(EXTRACT)
Conclusions: We conclude that ultrasound-mediated transfection at safe acoustic pressures can be markedly augmented by endothelial juxtaposition.

Figure 1. Properties of Lipid Microbubble Carriers

(A) Fluorescent microscopy (excitation filter 530 to 560 nm) of SYBR-gold–labeled plasmid cDNA charge coupled to cationic microbubbles (scale bar = 5 μm). (B) Mean ± SD amount of cDNA charge coupled to the surface of different microbubble preparations. Biot = presence of DSPE-PEG-biotin. *p < 0.01 versus both neutral preparations. (C) Example of an acoustic amplitude response caused by microbubble cavitation during ultrasound exposure at 1 MPa using 30-cycle ultrasound pulses every 20 ms (50 Hz). A portion of the pressure waveform for the second pulse is expanded. (D) Mean ± SD amplitude of microbubble response (peak-to-peak) measured by a passive cavitation detector for cationic microbubbles with and without cDNA during sequential 1-MHz ultrasound pulses at 0.5- and 1.0-MPa peak negative acoustic pressure. The eventual stabilization after approximately pulse 10 was not significantly different from that obtained with saline alone (Online Fig. 1).

Figure 2. Microbubble Adhesion Efficiency

(A) In vitro microbubble attachment density per optical field (OF) to streptavidin-coated plates in a flow chamber. Data are displayed for shear stresses of 0.6 and 1.5 dyne/cm². *p < 0.05 versus both the corresponding neutral biotinylated preparation and the cationic biotinylated preparation with cDNA. (B) Illustrative image and quantitative data for in vivo attachment of cationic nontargeted or ICAM-1–targeted microbubbles observed by intravital microscopy in TNF-α–treated cremasteric vessels. The image illustrates retention of DiI-labeled ICAM-1–targeted microbubbles in a venule running vertically across the image (scale bar: 20 μm); *p < 0.05 versus corresponding non-targeted agent.

Figure 3. Molecular Imaging of Microbubble Attachment Efficiency

(A) Quantitative acoustic signal intensity (AU) corrected for freely circulating contrast for nontargeted control. *p < 0.05 versus corresponding nontargeted agent. (B) Examples of contrast-enhanced ultrasound images obtained of the post-ischemic hindlimb skeletal muscle 8 min after intravenous injection for control (Co) or P-selectin–targeted (Targ) microbubbles. Images are color coded (scale at left) and subtracted for freely circulating agent.

Figure 4. Targeted Transfection of Luciferase Reporter Plasmid

(A) In vivo optical imaging data of luciferase reporter gene transfection 3 days after CUMGD, quantified as photon flux at the site of ultrasound exposure 10 min after intraperitoneal injection of luciferin. PNAP = peak negative acoustic pressure. Transfection was significantly lower at 0.6 MPa compared with 1.0 and 1.8 MPa for both agents. (B) Examples illustrating luminescence (color-coded) 3 days after bilateral hindlimb ischemia and intravenous injection of either nontargeted or P-selectin–targeted cDNA-coupled cationic microbubbles during ultrasound at 0.6 MPa. Ventral surface depiliation was performed to reduce light attenuation. (C) Immunohistochemistry for luciferase with peroxidase illustrating transfection (arrows) of venular and capillary endothelium and perivascular cells. Scale bar = 50 μm.
(End EXTRACT)
(DATA SUPPLIED)
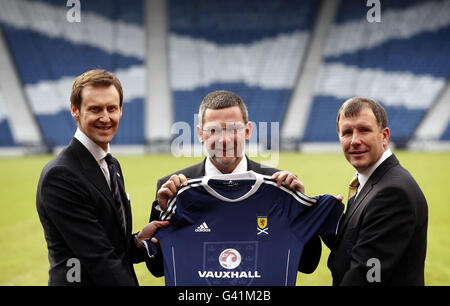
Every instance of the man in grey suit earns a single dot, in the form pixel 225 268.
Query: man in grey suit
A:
pixel 382 238
pixel 223 129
(End DATA SUPPLIED)
◆ EXPLORE THE MATERIAL
[A] Type out the part of the microbubble captions starting at "Figure 3. Molecular" and ending at "freely circulating agent.".
[B] Do these statements agree with the microbubble captions? Answer yes or no for each, quoting the words that decide it. (i) In the luciferase reporter study, transfection was significantly lower at 0.6 MPa than at 1.0 and 1.8 MPa for both agents. (ii) The in vitro attachment data in the flow chamber were shown for only one shear stress. (iii) The optical imaging of luciferase transfection was done 7 days after CUMGD.
The lines have nothing to do with the microbubble captions.

◆ RESULTS OF THE EXERCISE
[A]
Figure 3. Molecular Imaging of Microbubble Attachment Efficiency

(A) Quantitative acoustic signal intensity (AU) corrected for freely circulating contrast for nontargeted control. *p < 0.05 versus corresponding nontargeted agent. (B) Examples of contrast-enhanced ultrasound images obtained of the post-ischemic hindlimb skeletal muscle 8 min after intravenous injection for control (Co) or P-selectin–targeted (Targ) microbubbles. Images are color coded (scale at left) and subtracted for freely circulating agent.

[B]
(i) Yes: "Transfection was significantly lower at 0.6 MPa compared with 1.0 and 1.8 MPa for both agents."
(ii) No: "Data are displayed for shear stresses of 0.6 and 1.5 dyne/cm²."
(iii) No: "In vivo optical imaging data of luciferase reporter gene transfection 3 days after CUMGD"